Trecho fornecido →
-*-

Nesta semana, o presidente Luiz Inácio Lula da Silva, promulgou o Decreto Nº 11.563, que regulamenta a Lei nº 14.478, de 21 de dezembro de 2022, conhecido como Marco Legal das Criptomoedas, concedendo ao Banco Central do Brasil autoridade para regular a prestação de serviços de ativos virtuais.
Além disso o decreto estabeleceu que ficará a cargo da Comissão de Valores Mobiliários (CVM) a regulação dos tokens que forem enquandrados como valores mobiliários e, portanto, BC e CVM devem trabalhar em conjunto na definição de regras para o mercado.
Diante disso o Cointelegraph consultou advogados, juristas e economistas para averiguar como foi a recepção deles sobre o decreto e como acreditam que isso irá impactar o mercado cripto no Brasil.
Diego Perez, presidente da ABFintechs, aponta que o decreto apenas confirmou o que o mercado já esperava, que a autoridade a ditar as regras de autorização e fiscalização serão ditadas pelo Banco Central do Brasil, sem, no entanto, deslegitimar a CVM, a criar as regras necessárias quando os ativos digitais apresentarem características de valor mobiliário.
"Inicia-se agora uma nova jornada, a da discussão preliminar às publicações dos atos normativos por estas autoridades, os quais trarão mais detalhes sobre o processo de autorização, as regras e limitações fiscalizatória bem como os requisitos mínimos a serem exigidos para se operar uma empresa que manuseia ativos digitais como negócio principal no Brasil", disse.
Para a Associação Brasileira de Internet (Abranet), o decreto marca o início de uma nova era para o setor de criptoativos, estabelecendo o BC como regulador, preservadas as competências da CVM.
"O mercado aguardava pela emissão do decreto para que o regulador fosse definido e pudesse iniciar o processo regulatório no setor de criptoativos. A expectativa era que o Banco Central fosse esse regulador e que fosse resguardada a competência residual da CVM, tal como ocorreu. Um grande passo foi dado rumo à promoção da inovação, eficiência e segurança jurídica no setor", ressalta a presidente da Abranet, Carol Conway.

-*-

Registros salvos →
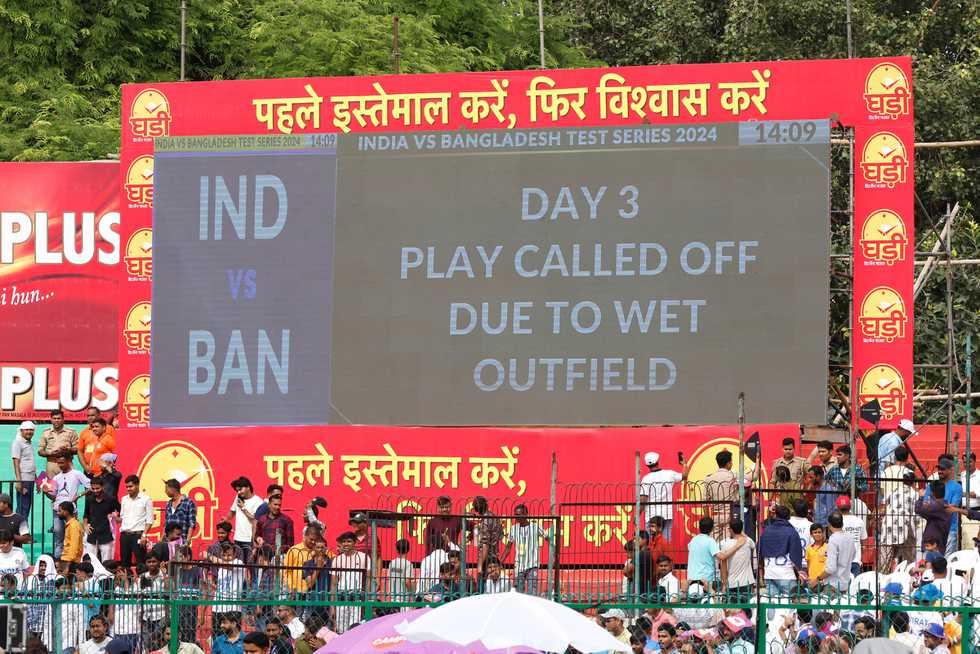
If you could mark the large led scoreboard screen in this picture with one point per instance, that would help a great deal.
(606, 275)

-*-

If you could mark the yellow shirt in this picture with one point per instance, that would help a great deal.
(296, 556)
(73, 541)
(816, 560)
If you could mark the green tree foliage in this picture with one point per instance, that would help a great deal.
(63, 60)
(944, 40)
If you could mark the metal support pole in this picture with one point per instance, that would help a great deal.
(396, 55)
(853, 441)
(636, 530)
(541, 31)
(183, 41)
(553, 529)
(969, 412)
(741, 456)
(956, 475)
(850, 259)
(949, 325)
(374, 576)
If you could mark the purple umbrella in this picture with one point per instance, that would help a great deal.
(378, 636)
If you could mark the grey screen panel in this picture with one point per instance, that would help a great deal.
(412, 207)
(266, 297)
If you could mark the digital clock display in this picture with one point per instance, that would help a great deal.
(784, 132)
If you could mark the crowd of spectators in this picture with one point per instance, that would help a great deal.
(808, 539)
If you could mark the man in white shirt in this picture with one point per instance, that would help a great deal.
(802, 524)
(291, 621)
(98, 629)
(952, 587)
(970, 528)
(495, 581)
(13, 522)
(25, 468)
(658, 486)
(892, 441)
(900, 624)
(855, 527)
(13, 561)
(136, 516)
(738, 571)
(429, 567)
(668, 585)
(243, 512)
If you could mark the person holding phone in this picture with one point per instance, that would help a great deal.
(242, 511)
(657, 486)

-*-

Instruções da tarefa →
Troque "criptoativos" por "ativos digitais" no texto sobre o Marco Legal das Criptomoedas e escreva de novo o trecho que começa em "Para a Associação" e vai até "Abranet, Carol Conway.".

Resposta ao exercício →
Para a Associação Brasileira de Internet (Abranet), o decreto marca o início de uma nova era para o setor de ativos digitais, estabelecendo o BC como regulador, preservadas as competências da CVM.
"O mercado aguardava pela emissão do decreto para que o regulador fosse definido e pudesse iniciar o processo regulatório no setor de ativos digitais. A expectativa era que o Banco Central fosse esse regulador e que fosse resguardada a competência residual da CVM, tal como ocorreu. Um grande passo foi dado rumo à promoção da inovação, eficiência e segurança jurídica no setor", ressalta a presidente da Abranet, Carol Conway.